(Exercise details): Rewrite every line of the records below as a Markdown table with two columns, Row and Line. Number the rows in order, and omit blank lines.

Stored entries
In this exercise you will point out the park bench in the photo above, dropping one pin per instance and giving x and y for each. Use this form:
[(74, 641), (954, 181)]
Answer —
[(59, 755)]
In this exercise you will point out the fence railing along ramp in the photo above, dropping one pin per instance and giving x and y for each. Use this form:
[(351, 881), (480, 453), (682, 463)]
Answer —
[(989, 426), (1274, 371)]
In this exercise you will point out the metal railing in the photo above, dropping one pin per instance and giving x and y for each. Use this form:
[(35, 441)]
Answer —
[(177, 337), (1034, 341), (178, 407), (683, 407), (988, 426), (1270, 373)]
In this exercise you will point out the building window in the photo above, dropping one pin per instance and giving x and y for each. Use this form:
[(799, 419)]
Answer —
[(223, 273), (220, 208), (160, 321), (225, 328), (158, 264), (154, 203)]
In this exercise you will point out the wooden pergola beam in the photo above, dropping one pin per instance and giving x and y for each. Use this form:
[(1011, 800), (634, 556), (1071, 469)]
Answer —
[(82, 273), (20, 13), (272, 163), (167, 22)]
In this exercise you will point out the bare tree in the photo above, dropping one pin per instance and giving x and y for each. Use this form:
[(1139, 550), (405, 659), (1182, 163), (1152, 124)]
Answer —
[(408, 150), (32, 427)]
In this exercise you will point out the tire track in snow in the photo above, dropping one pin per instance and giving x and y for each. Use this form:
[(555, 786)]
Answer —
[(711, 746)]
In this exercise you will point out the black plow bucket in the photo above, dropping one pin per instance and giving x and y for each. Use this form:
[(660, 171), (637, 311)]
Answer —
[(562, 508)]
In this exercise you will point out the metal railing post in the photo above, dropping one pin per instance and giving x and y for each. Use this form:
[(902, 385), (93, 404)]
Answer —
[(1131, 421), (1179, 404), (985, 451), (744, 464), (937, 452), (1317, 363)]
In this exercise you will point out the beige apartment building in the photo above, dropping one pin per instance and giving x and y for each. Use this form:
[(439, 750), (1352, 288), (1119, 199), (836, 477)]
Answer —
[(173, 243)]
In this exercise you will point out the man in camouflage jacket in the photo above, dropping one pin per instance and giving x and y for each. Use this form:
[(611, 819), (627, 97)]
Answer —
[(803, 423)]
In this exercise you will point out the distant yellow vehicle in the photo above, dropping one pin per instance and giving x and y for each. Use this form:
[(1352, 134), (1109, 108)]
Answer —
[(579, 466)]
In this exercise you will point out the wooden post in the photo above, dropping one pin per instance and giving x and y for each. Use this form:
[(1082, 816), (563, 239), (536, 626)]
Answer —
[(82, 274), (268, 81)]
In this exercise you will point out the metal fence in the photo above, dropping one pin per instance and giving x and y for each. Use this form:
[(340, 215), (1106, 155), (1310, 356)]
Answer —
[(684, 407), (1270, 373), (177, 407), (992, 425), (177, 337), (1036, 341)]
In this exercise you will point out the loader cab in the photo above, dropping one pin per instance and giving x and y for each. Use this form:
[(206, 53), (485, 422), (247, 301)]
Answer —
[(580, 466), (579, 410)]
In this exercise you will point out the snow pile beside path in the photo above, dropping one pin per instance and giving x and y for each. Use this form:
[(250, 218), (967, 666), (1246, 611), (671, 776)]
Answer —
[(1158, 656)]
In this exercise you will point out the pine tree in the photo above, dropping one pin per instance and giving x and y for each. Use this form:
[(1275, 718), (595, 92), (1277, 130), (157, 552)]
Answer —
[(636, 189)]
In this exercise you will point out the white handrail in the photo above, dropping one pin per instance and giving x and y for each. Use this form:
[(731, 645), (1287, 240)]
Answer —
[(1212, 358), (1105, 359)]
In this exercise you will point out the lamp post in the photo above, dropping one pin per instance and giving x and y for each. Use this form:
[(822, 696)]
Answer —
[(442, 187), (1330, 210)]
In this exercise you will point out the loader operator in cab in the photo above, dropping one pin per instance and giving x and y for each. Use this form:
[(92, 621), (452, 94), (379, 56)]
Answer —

(Complete output):
| Row | Line |
|---|---|
| 1 | In this exercise you will point out the park bench in the photo above, dropping one pin per instance and giving x and y for each. Use this form: |
| 2 | [(74, 641), (954, 181)] |
| 3 | Answer — |
| 4 | [(59, 755)] |
| 5 | In this exercise you will point out the fence railing along ramp in the photo above, dropping one pin per instance and giving x and y for each. Use this form: |
| 6 | [(351, 881), (480, 453), (682, 463)] |
| 7 | Answer — |
| 8 | [(989, 426), (1274, 371)] |
| 9 | In this exercise you will point out the metal railing in the photo above, dropping one pin per instance and giving x and y for each. Use this form: |
| 10 | [(35, 441)] |
| 11 | Answer — |
| 12 | [(177, 337), (1034, 341), (178, 407), (683, 407), (988, 426), (1270, 373)] |
| 13 | In this exercise you will point out the building window in the photo above, dropping one pin per instance and giving x and y for each. Use this form: |
| 14 | [(799, 419)] |
| 15 | Answer — |
| 16 | [(223, 273), (220, 208), (160, 321), (225, 328), (158, 264), (154, 203)] |
| 17 | In this exercise you will point out the wooden pergola beam in the photo above, dropping one pin per instance and giving x and y for each. Use this form: |
| 18 | [(1011, 800), (634, 556), (1071, 469)] |
| 19 | Answer — |
| 20 | [(82, 273), (20, 13), (272, 163), (167, 22)] |
| 21 | In this exercise you will point out the bare tree in the photo above, dropping one pin per instance and giving x and y for each. Use this form: |
| 22 | [(1139, 550), (405, 659), (1182, 163), (1152, 124)] |
| 23 | Answer — |
| 24 | [(408, 150), (32, 427)] |
| 25 | In this exercise you will point out the tire track in snow in the photo above, dropping one pin per instance and giving x and y for each. Use this form: |
| 26 | [(555, 786)] |
| 27 | Answer — |
| 28 | [(711, 746)] |
| 29 | In this exercise you will point out the black plow bucket in the photo above, dropping one pin per instance and giving x and y for each. Use this form: |
| 30 | [(660, 171), (637, 311)] |
| 31 | Answer — |
| 32 | [(562, 508)] |
| 33 | In this exercise you will point out the metal railing post in the photo above, dropping one pin per instance and giving x and y for each. Use this form: |
| 34 | [(902, 385), (93, 404)] |
| 35 | Answer — |
| 36 | [(1131, 421), (1179, 404), (985, 451), (744, 464), (937, 452), (1317, 363)] |
| 37 | In this exercise you will point out the beige apartment building in the photo above, dropping one pin per instance and giving x and y for each. Use this form: |
| 38 | [(439, 750), (1352, 288), (1119, 199), (836, 477)] |
| 39 | Answer — |
| 40 | [(173, 243)] |
| 41 | In this exercise you will point out the man in camouflage jacket in the photo above, dropping one pin per instance and giving x and y for each. Use this form: |
| 42 | [(611, 819), (627, 97)] |
| 43 | Answer — |
| 44 | [(803, 423)] |
| 45 | In this exercise you will point out the distant yellow vehicle in the photo above, dropping one pin per instance and giving x and y for each. Use this form: |
| 46 | [(1352, 134), (1109, 108)] |
| 47 | Answer — |
| 48 | [(579, 466)] |
| 49 | In this exercise you will point out the wooden post in the photo above, dropping one pin per instance and giving x and y for each. Use this form: |
| 50 | [(1082, 816), (563, 239), (536, 626)] |
| 51 | Answer — |
| 52 | [(82, 274), (268, 81)] |
| 53 | In this exercise you will point out the metal fence in the photo above, dropping one pin per instance and giving x and y for each. Use this form: |
| 54 | [(340, 215), (1106, 155), (1310, 356)] |
| 55 | Answer — |
| 56 | [(684, 407), (1270, 373), (177, 407), (992, 425), (177, 337), (1036, 341)] |
| 57 | In this exercise you will point out the loader cab in the photo above, dropping one pin per instance and giving x and y for each. Use this form: |
| 58 | [(206, 53), (485, 422), (247, 301)] |
| 59 | Answer — |
| 60 | [(580, 466), (579, 410)] |
| 61 | In this exercise you will point out the snow pile beside path in the photo above, dropping one pin per instance and giving x and y for each. Use this form: |
| 62 | [(250, 218), (967, 666), (1246, 611), (671, 776)] |
| 63 | Answer — |
| 64 | [(1158, 656)] |
| 65 | In this exercise you will point out the pine tree in the photo above, dropping one pin per instance and giving x and y for each. Use this form: |
| 66 | [(1275, 718), (595, 92), (1277, 130), (157, 552)] |
| 67 | Answer — |
| 68 | [(636, 189)] |
| 69 | In this exercise you will point out the white handrail in the photo above, dropping one pin per instance and giving x and y for each. Use this form: |
| 70 | [(731, 645), (1287, 240)] |
| 71 | Answer — |
| 72 | [(1212, 358), (1105, 359)] |
| 73 | In this exercise you will point out the lamp post in the photo above, dropping one pin per instance and giving x and y for each. Use this form: |
| 74 | [(822, 696)] |
| 75 | Answer — |
| 76 | [(442, 187), (1330, 210)] |
| 77 | In this exercise you will point out the loader operator in cab in the photo above, dropping one pin per instance and giving x and y for each. Use this form: |
| 78 | [(92, 621), (452, 94), (379, 56)] |
| 79 | Answer — |